Exercice proposé A:
Répondez aux questions suivantes à partir du texte sur Œdipe Roi reproduit plus bas :
(i) Combien de tragédies de Sophocle nous sont connues dans leur intégralité ?
(ii) En quelle année Pasolini sort-il sa réadaptation d'Œdipe Roi ?
(iii) Sur quoi porte la troisième partie annoncée ?

Extrait du texte:

::::::::

L’atemporalité (et universalité) dans Œdipe Roi

Sophocle est l’un des trois grands auteurs tragiques de l’Antiquité, comptant également Eschyle et Euripide. Il est l’auteur de plus d’une centaine de tragédies, dont seulement sept nous sont connues dans leur intégralité. Parmi ses œuvres, trois tragédies appartiennent au mythe thébain des Labdacides: Œdipe Roi, Œdipe à Colone et Antigone. Par ailleurs, son Œdipe Roi (rédigé entre -430 et -420) fut l’objet de plusieurs réécritures dans différents domaines. Cependant l’on retiendra plus particulièrement la reprise cinématographique de Pier Paolo Pasolini, un réalisateur (scénariste, comédien, auteur, écrivain…) italien. Ce dernier sort donc en 1967 la réadaptation de ce célèbre ouvrage de Sophocle, mais en se focalisant plus particulièrement sur le complexe d’Oedipe (contrairement à Sophocle qui s’est basé sur le mythe d’Oedipe): il sera intitulé “Edipo Re” (“Œdipe Roi” en italien).
Dans ces deux œuvres nous pouvons observer plusieurs contrastes, des différences tout comme des ressemblances. Toutes deux semblent atemporelles.
Ainsi, qu’est-ce que l’absence de temps chez Pasolini et Sophocle révèle?
Nous verrons donc dans une première partie l’absence du temps ; puis dans une seconde partie, nous observerons une continuité narrative sans temps ; enfin, nous nous focaliserons sur l’universalité de ces œuvres.

::::::::

Exercice proposé B: Renvoyez, s'il vous plaît, chaque ligne des enregistrements ci-dessous qui contient le mot « husk ».

::::::::

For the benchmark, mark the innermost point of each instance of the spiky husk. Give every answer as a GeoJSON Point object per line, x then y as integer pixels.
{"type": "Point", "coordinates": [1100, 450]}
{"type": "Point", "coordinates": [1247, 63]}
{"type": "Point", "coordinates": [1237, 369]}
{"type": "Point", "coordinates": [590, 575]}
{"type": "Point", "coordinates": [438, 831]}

::::::::

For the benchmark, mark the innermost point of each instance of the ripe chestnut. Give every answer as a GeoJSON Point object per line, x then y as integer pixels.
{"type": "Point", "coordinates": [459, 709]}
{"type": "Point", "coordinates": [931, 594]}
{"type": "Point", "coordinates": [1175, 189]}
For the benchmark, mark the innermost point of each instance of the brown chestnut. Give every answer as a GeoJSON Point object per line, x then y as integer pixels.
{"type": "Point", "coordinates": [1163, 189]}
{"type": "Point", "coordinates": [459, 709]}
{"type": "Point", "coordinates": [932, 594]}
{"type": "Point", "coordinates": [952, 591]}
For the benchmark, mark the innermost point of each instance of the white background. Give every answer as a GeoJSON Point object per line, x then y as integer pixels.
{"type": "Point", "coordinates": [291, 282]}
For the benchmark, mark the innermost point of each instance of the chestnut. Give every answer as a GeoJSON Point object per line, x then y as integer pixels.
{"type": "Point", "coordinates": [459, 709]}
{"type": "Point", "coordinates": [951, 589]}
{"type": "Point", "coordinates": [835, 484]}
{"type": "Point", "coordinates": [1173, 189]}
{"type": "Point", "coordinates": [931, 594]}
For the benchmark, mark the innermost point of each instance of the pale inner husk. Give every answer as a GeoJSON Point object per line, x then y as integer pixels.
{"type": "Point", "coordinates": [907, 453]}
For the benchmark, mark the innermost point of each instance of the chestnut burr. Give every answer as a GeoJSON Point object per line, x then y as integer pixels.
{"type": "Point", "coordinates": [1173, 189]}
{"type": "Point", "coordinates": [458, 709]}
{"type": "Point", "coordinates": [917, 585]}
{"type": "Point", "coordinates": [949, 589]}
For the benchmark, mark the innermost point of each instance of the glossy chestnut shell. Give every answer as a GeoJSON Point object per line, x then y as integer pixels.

::::::::

Réponse finale A:
(i) Sept.
(ii) En 1967.
(iii) Sur l'universalité de ces œuvres.

Réponse finale B:
For the benchmark, mark the innermost point of each instance of the spiky husk. Give every answer as a GeoJSON Point object per line, x then y as integer pixels.
For the benchmark, mark the innermost point of each instance of the pale inner husk. Give every answer as a GeoJSON Point object per line, x then y as integer pixels.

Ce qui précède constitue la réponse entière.